● Written problem 1: Translate this sentence from the passage on the changing lease market into Spanish: "Landlords are starting to build again."
● Written problem 2: Continue the passage on the changing lease market, picking up after its last sentence.

● Text block:

+ + + + +

Dealing With a Changing Market:
"We're Not in Kansas Anymore."
For most tenants around the country who had the fortune of negotiating a lease in the times of poor economic climates, the world was a wonderful place to be. Vacancy rates were up, rents were down, and tenants could demand concessions beyond those that were normally offered at other times. Things do tend to change.
When a recession hits hard as it did in the early 90's and again in the 2000’s, most developers, especially in California, coming off a period of rapid growth which some call overbuilding will suddenly have their construction projects came to an immediate halt. You don't have to be a rocket scientist to predict that when the economy turns and companies start to gear up again, it will take a minimum of 18-24 months to bring buildings that were on the drawing board back to life and prepare them for awaiting tenants.
What this creates is a short window of opportunity for landlords to raise the rents very quickly and recover some of the profits they missed out on from the previous years. While it took time to drop the rates, it usually takes only a fraction of that time to bring rates higher than ever. Who's to blame?
Landlords? Tenants? The Economy? Try all three.
How did that happen, and what should you do? Essentially, it was like three parallel universes colliding at the same time. We're all happy about the economy. Company profits are up, so tenants are expanding their business and accordingly need more or improved space. Landlords are starting to build again. It's a business decision based on increased return for new buildings being leased out at higher rates.

+ + + + +

● Data lines:
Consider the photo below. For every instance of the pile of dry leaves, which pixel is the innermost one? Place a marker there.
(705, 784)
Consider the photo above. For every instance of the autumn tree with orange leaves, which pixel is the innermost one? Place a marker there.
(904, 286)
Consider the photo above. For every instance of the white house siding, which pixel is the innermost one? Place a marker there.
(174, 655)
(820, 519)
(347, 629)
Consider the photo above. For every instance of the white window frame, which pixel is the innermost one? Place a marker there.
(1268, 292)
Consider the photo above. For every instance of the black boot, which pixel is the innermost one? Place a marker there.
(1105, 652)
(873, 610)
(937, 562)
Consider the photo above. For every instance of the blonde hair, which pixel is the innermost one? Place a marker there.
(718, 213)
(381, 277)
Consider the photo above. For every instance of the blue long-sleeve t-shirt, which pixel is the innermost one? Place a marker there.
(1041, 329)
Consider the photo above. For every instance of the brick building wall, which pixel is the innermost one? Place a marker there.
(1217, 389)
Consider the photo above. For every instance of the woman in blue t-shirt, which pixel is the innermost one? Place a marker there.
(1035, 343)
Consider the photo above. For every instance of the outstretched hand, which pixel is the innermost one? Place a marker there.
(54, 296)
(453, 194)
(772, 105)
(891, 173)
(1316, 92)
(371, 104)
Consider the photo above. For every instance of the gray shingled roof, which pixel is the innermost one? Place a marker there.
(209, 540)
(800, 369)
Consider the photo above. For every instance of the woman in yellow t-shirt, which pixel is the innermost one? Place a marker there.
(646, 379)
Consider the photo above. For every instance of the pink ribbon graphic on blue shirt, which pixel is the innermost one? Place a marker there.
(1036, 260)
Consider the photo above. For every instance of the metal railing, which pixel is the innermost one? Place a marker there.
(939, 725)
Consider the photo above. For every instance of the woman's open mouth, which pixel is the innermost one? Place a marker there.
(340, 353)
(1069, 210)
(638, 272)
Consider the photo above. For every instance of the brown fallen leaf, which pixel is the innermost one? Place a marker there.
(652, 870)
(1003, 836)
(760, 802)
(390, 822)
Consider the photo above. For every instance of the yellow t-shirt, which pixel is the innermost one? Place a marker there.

+ + + + +

● Written reply 1: Los propietarios están empezando a construir de nuevo.

● Written reply 2:
What do you do, particularly if you are a small company? Now that you have the additional capital, is it fair to just turn it over to the landlord? Here are some things to think about:
Before you start yelling about higher rents, analyze your gross revenues/occupancy costs. For most office users, you should be at about 6%. Paying $1.50 per month PSF on 3333 SF for a small firm grossing $1M is about the same as a company paying $3.00 for the same space based on a $2M gross. You may be spending $60K more per year, but your net profits increased. Assuming you controlled other expenses, you're way ahead of the game.
In addition, you may want to be a little less demanding than during your last negotiation. Maybe not lowering your expectations, but, if you have to relocate, maybe the layout won't be perfect. No matter what, it should meet your basic needs.
Most important, start planning early and be ready to make quick decisions. Often, properties don't stay on the market long. It's sort of a double-edged sword—start too early, and landlords won't hold the space. Start too late, and you have fewer choices.
Take off the sunglasses and start looking at your firm's real estate from a different perspective, making sure to take these factors into account:
Your revenue/occupancy ratio.
Your adjusted expectations.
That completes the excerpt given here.